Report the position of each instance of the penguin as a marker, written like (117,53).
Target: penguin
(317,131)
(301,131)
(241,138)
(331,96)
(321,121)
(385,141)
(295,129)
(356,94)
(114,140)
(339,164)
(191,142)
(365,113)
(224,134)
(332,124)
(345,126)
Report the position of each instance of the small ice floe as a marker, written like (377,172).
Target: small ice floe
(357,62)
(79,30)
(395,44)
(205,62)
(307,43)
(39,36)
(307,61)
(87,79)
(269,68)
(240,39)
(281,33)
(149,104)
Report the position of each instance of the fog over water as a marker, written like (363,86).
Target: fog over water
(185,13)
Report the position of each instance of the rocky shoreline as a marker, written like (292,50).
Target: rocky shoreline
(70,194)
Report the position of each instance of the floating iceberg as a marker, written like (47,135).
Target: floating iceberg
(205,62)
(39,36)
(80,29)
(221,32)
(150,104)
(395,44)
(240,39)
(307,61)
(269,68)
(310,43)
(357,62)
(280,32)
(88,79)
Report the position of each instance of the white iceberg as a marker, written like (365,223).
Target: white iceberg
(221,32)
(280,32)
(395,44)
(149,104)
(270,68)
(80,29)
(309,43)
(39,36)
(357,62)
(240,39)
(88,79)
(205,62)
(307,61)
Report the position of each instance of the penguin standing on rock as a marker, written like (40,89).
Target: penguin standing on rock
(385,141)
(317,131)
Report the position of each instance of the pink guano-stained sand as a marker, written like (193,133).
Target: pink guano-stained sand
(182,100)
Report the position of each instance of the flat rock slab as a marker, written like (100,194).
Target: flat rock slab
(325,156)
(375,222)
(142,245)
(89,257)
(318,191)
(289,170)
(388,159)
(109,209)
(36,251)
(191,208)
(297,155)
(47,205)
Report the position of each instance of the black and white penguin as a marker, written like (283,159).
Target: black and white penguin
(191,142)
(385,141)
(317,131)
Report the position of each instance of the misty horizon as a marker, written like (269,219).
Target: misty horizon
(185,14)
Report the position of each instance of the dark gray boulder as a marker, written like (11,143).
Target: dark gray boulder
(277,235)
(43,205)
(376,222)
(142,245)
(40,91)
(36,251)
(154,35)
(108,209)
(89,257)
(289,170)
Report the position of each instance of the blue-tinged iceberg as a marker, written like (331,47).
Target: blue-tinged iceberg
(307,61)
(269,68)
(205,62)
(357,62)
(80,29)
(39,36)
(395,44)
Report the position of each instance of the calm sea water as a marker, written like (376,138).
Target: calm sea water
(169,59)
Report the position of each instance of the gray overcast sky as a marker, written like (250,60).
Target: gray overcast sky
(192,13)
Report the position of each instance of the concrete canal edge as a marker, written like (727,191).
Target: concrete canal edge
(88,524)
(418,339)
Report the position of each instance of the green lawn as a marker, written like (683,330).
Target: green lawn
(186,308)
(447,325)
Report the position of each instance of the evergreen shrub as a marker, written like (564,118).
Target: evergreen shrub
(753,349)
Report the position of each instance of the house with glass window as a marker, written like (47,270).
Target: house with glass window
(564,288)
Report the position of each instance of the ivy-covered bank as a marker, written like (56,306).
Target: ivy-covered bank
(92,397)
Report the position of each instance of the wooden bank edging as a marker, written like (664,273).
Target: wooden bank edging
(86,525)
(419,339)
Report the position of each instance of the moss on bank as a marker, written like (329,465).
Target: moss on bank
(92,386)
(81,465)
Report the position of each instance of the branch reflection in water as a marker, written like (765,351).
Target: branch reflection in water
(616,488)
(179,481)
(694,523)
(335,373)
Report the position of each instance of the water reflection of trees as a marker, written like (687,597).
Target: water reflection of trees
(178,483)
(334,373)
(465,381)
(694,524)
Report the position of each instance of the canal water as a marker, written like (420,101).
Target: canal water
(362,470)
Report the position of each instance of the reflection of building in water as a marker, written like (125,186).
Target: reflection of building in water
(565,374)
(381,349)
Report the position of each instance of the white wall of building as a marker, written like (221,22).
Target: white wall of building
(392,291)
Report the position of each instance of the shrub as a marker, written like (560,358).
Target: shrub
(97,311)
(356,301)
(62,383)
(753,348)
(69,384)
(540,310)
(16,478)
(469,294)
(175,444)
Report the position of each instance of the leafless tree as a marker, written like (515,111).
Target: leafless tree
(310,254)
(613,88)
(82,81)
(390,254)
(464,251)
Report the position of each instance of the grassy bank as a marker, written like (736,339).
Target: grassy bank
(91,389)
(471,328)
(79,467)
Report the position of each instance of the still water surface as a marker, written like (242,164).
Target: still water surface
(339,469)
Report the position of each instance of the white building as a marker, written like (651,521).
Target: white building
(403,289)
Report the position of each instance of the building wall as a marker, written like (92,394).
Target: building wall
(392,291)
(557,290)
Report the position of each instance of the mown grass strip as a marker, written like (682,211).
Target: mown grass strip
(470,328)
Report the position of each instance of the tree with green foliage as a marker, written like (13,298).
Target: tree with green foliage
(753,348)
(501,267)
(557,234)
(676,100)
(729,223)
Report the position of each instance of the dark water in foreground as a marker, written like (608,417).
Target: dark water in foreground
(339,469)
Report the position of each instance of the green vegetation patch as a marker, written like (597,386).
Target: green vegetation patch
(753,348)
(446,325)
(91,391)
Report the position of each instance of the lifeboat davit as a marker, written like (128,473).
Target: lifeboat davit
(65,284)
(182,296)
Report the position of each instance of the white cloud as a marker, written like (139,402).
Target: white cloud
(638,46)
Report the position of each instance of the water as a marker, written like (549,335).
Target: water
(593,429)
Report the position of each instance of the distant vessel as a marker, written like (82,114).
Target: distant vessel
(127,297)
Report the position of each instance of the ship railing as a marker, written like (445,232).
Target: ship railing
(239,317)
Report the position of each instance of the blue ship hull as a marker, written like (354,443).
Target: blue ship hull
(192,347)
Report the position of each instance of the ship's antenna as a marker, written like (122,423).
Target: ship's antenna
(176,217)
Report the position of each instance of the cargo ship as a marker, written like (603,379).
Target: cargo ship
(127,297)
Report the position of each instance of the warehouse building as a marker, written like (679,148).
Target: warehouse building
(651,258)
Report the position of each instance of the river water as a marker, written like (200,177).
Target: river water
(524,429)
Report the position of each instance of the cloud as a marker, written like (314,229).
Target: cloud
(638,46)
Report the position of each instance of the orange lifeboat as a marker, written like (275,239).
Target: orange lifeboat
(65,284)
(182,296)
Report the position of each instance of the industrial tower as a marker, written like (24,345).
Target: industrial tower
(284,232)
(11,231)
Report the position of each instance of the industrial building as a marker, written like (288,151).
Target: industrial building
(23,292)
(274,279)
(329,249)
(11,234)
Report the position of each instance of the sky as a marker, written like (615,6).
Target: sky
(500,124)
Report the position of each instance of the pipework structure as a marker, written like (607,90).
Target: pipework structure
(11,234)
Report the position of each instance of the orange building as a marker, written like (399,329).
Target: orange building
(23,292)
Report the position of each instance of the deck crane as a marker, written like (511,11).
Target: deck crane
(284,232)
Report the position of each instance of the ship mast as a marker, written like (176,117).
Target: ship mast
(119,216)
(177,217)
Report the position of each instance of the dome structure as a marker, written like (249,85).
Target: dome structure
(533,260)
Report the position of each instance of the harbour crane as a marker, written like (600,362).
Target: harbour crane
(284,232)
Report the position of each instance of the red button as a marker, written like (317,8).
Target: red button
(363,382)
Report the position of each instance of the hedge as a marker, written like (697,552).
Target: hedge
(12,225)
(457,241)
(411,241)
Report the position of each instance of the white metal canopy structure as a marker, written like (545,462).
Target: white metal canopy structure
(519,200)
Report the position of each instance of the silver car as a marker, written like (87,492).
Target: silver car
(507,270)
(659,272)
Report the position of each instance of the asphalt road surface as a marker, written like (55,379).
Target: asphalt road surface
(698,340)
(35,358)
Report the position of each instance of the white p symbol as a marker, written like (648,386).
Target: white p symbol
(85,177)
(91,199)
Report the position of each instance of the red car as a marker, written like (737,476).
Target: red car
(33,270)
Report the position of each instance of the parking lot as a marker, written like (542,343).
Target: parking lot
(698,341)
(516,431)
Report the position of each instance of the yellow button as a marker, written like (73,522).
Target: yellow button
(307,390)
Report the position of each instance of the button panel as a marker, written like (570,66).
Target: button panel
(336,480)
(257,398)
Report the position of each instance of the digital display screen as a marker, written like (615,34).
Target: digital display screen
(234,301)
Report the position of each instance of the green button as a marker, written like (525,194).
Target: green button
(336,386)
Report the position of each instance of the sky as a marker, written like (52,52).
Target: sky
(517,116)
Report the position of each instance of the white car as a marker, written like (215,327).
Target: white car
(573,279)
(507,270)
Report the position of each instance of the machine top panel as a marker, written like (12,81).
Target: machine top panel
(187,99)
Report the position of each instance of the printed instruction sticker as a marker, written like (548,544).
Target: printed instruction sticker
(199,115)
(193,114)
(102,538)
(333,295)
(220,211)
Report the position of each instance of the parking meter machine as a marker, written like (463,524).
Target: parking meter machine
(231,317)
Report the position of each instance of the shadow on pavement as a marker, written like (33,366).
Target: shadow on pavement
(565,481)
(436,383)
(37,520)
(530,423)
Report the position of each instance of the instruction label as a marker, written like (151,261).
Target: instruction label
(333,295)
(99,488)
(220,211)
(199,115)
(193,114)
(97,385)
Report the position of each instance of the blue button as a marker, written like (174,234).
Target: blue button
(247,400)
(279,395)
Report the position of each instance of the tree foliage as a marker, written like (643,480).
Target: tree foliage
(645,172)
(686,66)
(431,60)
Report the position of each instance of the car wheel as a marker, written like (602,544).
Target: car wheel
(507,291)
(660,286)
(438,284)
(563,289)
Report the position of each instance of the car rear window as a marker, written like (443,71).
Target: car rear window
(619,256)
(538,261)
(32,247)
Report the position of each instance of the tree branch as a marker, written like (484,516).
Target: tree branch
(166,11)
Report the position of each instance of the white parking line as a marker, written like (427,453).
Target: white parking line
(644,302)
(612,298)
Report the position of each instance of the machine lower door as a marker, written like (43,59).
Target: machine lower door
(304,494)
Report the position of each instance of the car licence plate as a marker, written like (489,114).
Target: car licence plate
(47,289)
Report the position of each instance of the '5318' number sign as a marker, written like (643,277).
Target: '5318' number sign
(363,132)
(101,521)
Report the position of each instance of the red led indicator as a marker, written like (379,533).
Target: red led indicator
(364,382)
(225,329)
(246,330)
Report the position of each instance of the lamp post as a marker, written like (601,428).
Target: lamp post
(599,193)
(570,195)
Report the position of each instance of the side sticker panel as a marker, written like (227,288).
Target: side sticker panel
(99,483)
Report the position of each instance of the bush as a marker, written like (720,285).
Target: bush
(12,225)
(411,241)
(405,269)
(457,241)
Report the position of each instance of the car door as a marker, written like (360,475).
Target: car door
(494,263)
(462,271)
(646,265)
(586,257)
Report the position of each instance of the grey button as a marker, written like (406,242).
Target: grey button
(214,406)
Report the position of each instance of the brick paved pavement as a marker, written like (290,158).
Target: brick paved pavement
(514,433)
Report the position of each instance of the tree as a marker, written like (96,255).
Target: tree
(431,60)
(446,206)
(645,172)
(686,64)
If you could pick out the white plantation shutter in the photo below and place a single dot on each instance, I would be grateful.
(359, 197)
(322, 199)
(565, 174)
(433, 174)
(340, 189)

Given task: Rewrite the entries from the line containing "Report the position of each instance of the tree as" through the last entry, replacing "plantation shutter" with "wooden shutter" and leaving everything else unchanged.

Task output:
Report the position of each instance of the tree as a marker, written like (96,255).
Target: tree
(431,60)
(446,206)
(645,172)
(686,64)
If you could pick out the white wooden shutter in the photo below and place a single dot on each instance, I would be grateful.
(359, 197)
(322, 199)
(565, 174)
(433, 174)
(340, 189)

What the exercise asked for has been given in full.